BEGIN GIVEN TEXT

- Directed by: K.Parvez
- Written by: S. M. Abbas
- Produced by: K.B. Lamchhane
- Starring: Vinod Khanna Neetu Singh Danny Denzongpa Amjad Khan
- Edited by: J.M. Kunnu
- Music by: Kalyanji Anandji
- Release date: 17 September 1982;
- Country: India
- Language: Hindi

= Raaj Mahal =

Raaj Mahal is a 1982 Hindi film. Produced by K.B. Lamchhane and directed by K.Parvez. The film stars Vinod Khanna, Neetu Singh, Danny Denzongpa in lead roles and Amjad Khan as main antagonist. The film's music is by Kalyanji Anandji

==Plot==
Maharaja Uday Singh is the king of Ajaygarh. He has two sons, Vikram and Sangram. One day, the sly minister Durjan Singh assassinates the king. Durjan Singh sends his men to eliminate the king's family. The King's loyal man runs away with the queen and the children. The queen jumps into the river with her younger son and both fall apart. On the other hand, Khan handed over the eldest son to a tribe chief and dies. Vikram grows up and fights for justice against Durjan Singh. Sangram becomes a dacoit. Both brothers face off against each other.

END GIVEN TEXT
BEGIN RECORD SET

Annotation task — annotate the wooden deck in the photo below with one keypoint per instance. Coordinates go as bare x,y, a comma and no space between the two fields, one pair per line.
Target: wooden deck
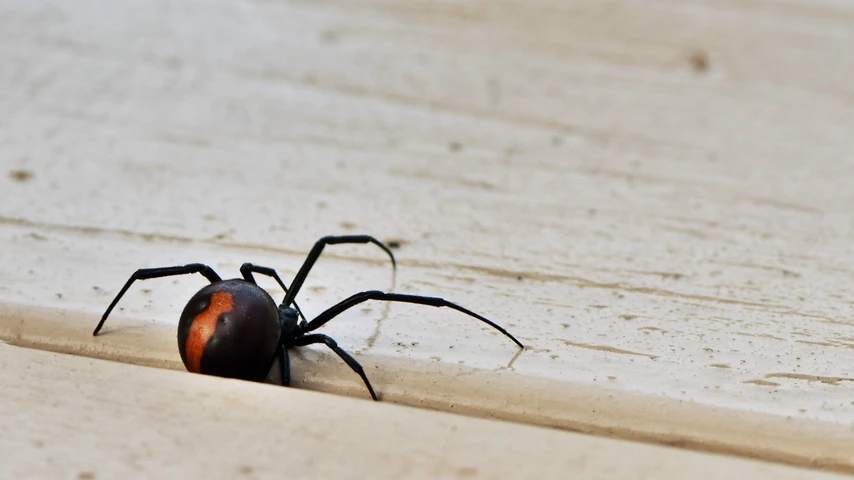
654,196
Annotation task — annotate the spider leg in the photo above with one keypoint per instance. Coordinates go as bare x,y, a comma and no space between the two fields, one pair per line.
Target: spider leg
358,298
329,342
247,268
159,272
314,254
285,361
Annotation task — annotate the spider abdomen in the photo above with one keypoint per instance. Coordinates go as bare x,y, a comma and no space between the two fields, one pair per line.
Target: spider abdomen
229,329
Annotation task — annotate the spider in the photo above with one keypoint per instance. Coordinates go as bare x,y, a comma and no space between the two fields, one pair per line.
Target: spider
233,328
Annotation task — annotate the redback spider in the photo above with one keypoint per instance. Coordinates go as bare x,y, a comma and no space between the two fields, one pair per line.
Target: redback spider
232,328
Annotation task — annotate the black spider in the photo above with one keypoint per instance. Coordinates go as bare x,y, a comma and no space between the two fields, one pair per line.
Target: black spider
233,328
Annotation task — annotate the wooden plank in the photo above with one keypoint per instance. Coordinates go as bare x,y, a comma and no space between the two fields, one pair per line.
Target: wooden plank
71,417
650,195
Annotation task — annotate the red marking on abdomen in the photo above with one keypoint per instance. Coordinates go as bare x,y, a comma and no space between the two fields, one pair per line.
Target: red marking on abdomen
203,327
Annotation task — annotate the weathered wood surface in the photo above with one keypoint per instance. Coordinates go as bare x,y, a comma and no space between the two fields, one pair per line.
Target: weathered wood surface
70,417
654,196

END RECORD SET

■ **GOAL**
Please list every actor the Raaj Mahal film text names in the cast.

■ **SOLVED EXERCISE**
Vinod Khanna, Neetu Singh, Danny Denzongpa, Amjad Khan